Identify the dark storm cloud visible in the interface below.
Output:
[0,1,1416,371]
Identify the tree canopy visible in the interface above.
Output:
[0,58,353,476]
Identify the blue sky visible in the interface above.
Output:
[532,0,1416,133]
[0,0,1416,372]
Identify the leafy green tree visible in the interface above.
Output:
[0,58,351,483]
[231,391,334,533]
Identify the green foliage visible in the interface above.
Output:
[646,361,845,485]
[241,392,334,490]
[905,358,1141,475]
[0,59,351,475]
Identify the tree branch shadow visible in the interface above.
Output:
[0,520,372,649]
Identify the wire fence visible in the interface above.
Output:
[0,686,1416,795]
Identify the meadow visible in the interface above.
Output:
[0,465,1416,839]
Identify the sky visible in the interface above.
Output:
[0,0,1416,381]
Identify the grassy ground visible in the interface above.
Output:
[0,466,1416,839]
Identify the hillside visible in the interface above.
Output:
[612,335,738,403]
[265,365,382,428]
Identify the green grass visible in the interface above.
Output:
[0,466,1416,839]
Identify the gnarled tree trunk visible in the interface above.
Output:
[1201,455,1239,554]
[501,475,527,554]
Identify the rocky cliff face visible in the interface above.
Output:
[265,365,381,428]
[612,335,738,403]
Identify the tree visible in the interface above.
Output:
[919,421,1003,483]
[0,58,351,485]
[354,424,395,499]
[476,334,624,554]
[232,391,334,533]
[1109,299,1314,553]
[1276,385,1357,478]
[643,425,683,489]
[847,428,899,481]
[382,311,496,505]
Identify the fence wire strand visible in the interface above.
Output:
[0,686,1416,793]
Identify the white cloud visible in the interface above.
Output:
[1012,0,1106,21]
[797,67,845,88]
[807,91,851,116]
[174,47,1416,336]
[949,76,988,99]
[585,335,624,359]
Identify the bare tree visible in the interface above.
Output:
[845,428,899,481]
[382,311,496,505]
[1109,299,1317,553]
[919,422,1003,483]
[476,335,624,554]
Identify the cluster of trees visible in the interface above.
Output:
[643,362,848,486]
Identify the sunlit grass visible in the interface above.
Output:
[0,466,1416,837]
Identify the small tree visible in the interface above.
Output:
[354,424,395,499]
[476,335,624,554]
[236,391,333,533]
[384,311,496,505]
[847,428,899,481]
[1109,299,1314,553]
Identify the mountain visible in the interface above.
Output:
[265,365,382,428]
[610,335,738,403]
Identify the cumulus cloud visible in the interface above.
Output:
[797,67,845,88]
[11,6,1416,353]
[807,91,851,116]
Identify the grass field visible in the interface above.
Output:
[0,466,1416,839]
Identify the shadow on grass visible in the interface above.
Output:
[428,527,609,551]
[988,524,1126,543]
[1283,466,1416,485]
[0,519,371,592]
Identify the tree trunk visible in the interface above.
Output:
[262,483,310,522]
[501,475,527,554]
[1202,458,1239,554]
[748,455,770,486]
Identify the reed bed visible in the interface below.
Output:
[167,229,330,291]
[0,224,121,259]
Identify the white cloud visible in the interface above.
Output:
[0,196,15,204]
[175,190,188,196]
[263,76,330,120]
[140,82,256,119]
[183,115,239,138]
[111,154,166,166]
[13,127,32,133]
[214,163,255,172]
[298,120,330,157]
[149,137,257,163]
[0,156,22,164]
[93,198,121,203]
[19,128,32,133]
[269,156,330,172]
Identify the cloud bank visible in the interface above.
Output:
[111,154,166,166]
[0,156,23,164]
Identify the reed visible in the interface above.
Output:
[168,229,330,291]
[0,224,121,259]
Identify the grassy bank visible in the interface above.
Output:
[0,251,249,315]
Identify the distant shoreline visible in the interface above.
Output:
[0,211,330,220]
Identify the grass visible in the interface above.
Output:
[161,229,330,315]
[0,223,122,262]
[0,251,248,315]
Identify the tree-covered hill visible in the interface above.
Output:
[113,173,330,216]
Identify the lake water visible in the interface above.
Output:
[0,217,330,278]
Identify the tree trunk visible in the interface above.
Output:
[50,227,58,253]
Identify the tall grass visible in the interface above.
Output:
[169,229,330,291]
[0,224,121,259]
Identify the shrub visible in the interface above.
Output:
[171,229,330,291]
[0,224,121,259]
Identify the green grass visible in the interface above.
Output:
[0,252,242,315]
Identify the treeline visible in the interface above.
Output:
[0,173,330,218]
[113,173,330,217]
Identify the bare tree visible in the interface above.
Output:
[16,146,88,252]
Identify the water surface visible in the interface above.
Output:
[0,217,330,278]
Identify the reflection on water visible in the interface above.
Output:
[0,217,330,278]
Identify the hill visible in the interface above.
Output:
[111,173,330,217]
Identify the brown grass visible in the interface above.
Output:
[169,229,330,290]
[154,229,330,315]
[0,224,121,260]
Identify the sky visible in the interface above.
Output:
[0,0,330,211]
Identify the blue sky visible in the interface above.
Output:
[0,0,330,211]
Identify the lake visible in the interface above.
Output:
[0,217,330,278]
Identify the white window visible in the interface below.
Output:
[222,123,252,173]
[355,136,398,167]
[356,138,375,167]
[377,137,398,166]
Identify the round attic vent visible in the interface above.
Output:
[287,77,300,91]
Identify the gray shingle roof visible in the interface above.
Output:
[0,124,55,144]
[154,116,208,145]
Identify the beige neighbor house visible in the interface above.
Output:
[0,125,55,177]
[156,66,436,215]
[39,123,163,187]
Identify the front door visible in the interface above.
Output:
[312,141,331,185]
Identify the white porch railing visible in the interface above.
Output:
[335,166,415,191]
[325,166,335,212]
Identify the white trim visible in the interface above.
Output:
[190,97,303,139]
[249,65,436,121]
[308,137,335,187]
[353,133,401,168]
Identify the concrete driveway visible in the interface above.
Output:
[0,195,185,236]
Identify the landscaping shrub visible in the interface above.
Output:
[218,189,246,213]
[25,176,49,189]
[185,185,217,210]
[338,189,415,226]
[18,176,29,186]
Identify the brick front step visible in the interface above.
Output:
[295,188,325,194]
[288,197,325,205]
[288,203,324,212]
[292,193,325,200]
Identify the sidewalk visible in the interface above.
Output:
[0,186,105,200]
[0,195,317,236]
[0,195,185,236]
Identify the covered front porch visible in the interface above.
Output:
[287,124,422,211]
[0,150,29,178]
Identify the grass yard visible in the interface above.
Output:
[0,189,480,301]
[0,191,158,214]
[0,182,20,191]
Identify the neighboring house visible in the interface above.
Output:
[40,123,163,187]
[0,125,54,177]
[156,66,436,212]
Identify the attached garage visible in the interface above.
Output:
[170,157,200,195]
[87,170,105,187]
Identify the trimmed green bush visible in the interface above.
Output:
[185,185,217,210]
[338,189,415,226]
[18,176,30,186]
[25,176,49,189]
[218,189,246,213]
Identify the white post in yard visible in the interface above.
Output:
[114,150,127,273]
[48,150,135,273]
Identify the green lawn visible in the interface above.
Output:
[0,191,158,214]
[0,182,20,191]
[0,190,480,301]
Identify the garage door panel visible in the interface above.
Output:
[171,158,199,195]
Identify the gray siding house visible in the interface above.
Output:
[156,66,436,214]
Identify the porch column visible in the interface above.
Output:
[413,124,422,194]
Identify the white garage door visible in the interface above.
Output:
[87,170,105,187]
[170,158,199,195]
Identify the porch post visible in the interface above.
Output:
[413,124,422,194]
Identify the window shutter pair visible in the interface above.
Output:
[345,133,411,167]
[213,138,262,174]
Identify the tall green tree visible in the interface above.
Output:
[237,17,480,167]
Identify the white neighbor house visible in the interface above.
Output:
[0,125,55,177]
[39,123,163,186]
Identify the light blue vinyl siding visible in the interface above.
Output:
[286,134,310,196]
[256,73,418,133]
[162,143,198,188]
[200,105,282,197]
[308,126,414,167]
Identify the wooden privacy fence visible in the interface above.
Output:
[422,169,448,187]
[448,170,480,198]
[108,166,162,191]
============================================================
[Requirement]:
Reproduce the part of the listing above that opens with the line containing "Identify the treeline" and closes with the line containing "[18,176,29,186]", both ends included. Keep every request line, and shift each bounding-box coordinate in the answers up by 71.

[Answer to the task]:
Identify the treeline visible in the interface above.
Output:
[71,244,401,289]
[184,244,401,288]
Identify the bare tree visible in the interface above.
Output:
[87,217,159,323]
Identify the water surface visible in the interface above.
Output:
[71,288,401,349]
Identify the reflection on water visible in the interface above.
Output:
[71,288,401,349]
Identify the hill visible in the interface above.
Output:
[182,244,401,288]
Identify the brown grass visible in the interface above.
Output:
[240,300,401,361]
[225,300,401,386]
[71,295,192,331]
Identify the sky visible in the interface above.
Output:
[71,71,401,282]
Identify the blue sky visible in the interface above.
Output:
[71,71,401,282]
Identify the lake visible in the interface above.
Output:
[71,288,401,349]
Identify the white window visible in the interface below.
Output:
[293,194,323,244]
[426,207,469,238]
[427,209,446,238]
[448,208,469,237]
Identify the round attic vent visible in the interface above.
Output:
[358,148,371,162]
Identify the gray shingle roof visible in the interface above.
Output:
[71,195,126,215]
[225,187,279,216]
Identify the beige neighbor house visible in the interface above.
Output:
[71,196,126,248]
[227,137,507,286]
[110,194,234,258]
Identify the front door visible in the interface above.
Output:
[383,212,402,256]
Identify the white porch railing visible in the interface above.
Output:
[406,237,486,262]
[396,237,406,283]
Identify the white trim visible in the interface above.
Output:
[261,168,374,210]
[320,136,507,192]
[379,208,406,258]
[424,204,472,239]
Identify the concrete driveway visible in the interface above.
Output:
[71,266,256,307]
Identify the landscaping shrub visible in the interface above.
Output:
[289,260,317,284]
[96,247,120,260]
[256,256,288,281]
[409,260,486,297]
[89,247,100,257]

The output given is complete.